── Teks Bacaan ──
KEBIJAKAN DINAS PENDIDIKAN PROVINSI JAWA BARAT TENTANG “JABAR MASAGI”

 Program Jabar Masagi  resmi diluncurkan Gubernur Jawa Barat, Ridwan Kamil (Emil) di Cirebon pada Rabu, 5 Desember 2018. Lahirnya Jabar Masagi dilatarbelakangi akibat terus berkembangnya teknologi, yang berdampak pada derasnya arus informasi yang beredar terutama di media sosial yang dapat berpengaruh pada kondisi psikologis para pelajar. Tiap zaman itu punya tantangan sendiri, zaman milenial ini tantangannya adalah perilaku. Karena informasi baik juga buruk seliweran begitu cepat melalui teknologi, khususnya di smartphone . Kalau mereka salah pergaulan, maka karakter mereka akan rusak, pintar tapi julid, pintar tapi nyinyir, pintar tapi tidak santun, tidak hapal dan paham nilai-nilai Pancasila,  Indonesia Raya.  Jabar Masagi berupaya ”membumikan” pendidikan karakter dalam konteks mulok budaya lokal sebagai akar untuk mengisi ruh pendidikan karakter agar tidak tercerabut dari akarnya. Tujuan utamanya, pendidikan di Jabar bisa memproduksi siswa yang berakhlak dan kompetitif. Sehingga nanti lulusan-lulusan pelajar di Jabar selain cerdas dia punya akhlak dan karakter yang membanggakan serta punya spirit pejuang, spirit kompetitif.

Jawa Barat memiliki tiga irisan budaya, Sunda Priangan, Cirebonan, dan Betawian menjadi dasar grand desain salah satu program kerja 100 hari Gubernur Jawa Barat, yaitu Jabar Masagi. Program ini untuk menguatkan pondasi generasi milenial Jabar melalui nilai pendidikan karakter. Jabar Masagi menjadikan budaya lokal yang beragam menjadi fondasi yang harus diletakan di awal karena menyangkut identitas dan warisan sejarah yang melekat pada kearifan lokal di masing masing wilayah. Pendidikan karakter tersebut bisa diwujudkan dengan cara mengembalikan pendidikan budi pekerti yang bisa berdampak pada akhlak sosial yang mengandung keluhuran nilai-nilai kearifan lokal tiga budaya yang ada di Jawa Barat.
───
▶ _Soal Uraian 1_: Sebutkan irisan budaya Jawa Barat yang disebut dalam teks tentang Jabar Masagi sebagai dasar grand desain program tersebut.
▶ _Soal Uraian 2_: Lanjutkan teks tentang program Jabar Masagi dengan menulis bagian berikutnya setelah kalimat terakhirnya.
Daftar berikut tidak diperlukan untuk mengerjakan soal ini.
── Daftar Data ──
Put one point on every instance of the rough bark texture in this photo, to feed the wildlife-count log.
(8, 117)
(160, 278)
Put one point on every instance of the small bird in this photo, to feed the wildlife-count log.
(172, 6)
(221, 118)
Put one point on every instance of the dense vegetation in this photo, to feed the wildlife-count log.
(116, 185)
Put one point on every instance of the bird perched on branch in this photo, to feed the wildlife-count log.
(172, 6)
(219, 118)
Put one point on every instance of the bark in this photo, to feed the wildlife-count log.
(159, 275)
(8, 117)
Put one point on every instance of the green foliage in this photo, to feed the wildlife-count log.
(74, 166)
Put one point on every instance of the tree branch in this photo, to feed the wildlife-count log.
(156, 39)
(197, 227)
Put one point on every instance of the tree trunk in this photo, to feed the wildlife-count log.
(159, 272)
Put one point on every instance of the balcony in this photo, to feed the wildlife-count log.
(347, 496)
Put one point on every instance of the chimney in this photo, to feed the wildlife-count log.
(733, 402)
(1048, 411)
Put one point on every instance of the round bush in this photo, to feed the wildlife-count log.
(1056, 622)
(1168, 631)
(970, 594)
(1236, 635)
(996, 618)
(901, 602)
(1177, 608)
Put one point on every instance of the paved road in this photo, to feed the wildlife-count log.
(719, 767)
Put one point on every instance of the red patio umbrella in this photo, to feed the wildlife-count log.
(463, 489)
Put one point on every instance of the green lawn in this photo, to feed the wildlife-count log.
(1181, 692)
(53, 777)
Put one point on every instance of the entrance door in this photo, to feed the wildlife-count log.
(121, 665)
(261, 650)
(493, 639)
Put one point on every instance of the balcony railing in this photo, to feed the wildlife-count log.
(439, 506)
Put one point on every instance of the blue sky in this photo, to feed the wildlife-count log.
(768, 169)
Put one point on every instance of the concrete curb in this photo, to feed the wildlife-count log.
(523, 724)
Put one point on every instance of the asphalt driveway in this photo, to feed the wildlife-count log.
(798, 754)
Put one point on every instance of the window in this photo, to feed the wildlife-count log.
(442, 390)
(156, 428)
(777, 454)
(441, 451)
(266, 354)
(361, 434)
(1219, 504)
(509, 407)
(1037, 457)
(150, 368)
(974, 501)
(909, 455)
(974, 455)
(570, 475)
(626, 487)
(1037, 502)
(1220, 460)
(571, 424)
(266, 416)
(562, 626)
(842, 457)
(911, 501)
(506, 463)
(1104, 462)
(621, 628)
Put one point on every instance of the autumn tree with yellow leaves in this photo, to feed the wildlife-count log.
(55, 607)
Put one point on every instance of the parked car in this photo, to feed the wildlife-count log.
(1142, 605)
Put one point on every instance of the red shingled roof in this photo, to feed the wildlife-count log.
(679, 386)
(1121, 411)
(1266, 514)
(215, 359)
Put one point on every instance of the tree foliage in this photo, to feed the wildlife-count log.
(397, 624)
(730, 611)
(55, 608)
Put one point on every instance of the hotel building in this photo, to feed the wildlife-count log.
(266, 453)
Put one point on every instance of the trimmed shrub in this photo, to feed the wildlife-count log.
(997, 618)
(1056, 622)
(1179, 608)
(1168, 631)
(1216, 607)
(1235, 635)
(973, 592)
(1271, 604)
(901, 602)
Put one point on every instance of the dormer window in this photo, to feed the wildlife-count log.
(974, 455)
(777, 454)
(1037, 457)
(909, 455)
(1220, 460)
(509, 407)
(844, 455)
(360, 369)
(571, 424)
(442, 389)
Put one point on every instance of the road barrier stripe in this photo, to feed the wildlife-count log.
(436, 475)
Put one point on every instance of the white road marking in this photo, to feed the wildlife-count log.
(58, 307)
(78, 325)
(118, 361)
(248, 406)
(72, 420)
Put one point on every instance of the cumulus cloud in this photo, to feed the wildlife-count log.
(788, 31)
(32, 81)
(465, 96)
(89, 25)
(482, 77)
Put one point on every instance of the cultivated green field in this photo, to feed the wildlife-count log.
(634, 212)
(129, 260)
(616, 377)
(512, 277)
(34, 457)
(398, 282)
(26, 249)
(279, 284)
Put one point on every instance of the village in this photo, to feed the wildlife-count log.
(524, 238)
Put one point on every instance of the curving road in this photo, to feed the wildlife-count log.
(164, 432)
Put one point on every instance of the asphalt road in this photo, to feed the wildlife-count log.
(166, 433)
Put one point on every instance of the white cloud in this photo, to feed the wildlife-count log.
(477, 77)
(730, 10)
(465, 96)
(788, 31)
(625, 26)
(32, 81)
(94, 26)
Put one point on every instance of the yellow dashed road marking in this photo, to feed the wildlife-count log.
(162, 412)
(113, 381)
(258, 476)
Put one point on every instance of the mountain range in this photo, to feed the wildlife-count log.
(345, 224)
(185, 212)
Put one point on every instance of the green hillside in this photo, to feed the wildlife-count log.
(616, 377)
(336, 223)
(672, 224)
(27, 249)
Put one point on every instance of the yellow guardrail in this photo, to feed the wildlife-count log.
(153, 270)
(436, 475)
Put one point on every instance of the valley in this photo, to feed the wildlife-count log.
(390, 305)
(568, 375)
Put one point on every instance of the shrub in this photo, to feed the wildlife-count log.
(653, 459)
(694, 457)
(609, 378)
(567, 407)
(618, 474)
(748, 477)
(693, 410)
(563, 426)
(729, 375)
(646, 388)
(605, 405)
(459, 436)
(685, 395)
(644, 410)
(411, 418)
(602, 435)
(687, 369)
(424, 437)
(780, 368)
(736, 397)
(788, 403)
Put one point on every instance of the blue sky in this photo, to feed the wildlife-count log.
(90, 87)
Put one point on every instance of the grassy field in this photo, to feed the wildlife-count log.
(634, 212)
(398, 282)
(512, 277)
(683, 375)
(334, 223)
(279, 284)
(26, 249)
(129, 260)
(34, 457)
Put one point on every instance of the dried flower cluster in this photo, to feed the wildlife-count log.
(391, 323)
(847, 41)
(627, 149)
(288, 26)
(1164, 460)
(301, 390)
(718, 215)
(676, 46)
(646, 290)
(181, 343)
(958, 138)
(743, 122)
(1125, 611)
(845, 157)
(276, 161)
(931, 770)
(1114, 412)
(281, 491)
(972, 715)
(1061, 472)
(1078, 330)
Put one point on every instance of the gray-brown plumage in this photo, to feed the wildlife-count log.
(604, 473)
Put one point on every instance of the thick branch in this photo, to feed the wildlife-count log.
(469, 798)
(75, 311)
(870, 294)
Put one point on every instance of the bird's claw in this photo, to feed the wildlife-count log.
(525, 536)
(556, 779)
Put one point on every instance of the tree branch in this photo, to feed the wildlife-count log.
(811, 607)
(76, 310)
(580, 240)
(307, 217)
───
▶ _Jawaban 1_: Sunda Priangan, Cirebonan, dan Betawian.

▶ _Jawaban 2_:
Program pendidikan karakter ini  bertujuan untuk membentengi siswa-siswa di Jawa Barat dengan nilai-nilai baik yang selaras dengan cita-cita Jabar Juara Lahir Batin. Manusia unggul Jawa Barat harus mempunyai empat nilai, yaitu secara fisik badannya harus sehat, cerdas, berakhlak, dan religius. Untuk mewujudkan empat nilai tersebut,  dilakukan melalui strategi yang disebut Jabar Masagi.

Masagi adalah filosofi Sunda yang singkat-padat. Tapi memiliki makna yang mendalam. ”Jelema Masagi” artinya sempurna.  Filosofi ”Masagi” yaitu bagaimana berproses menjadi manusia yang memiliki pribadi yang kokoh, ajeg atau seimbang dalam berpikir, merasa, dan bertindak.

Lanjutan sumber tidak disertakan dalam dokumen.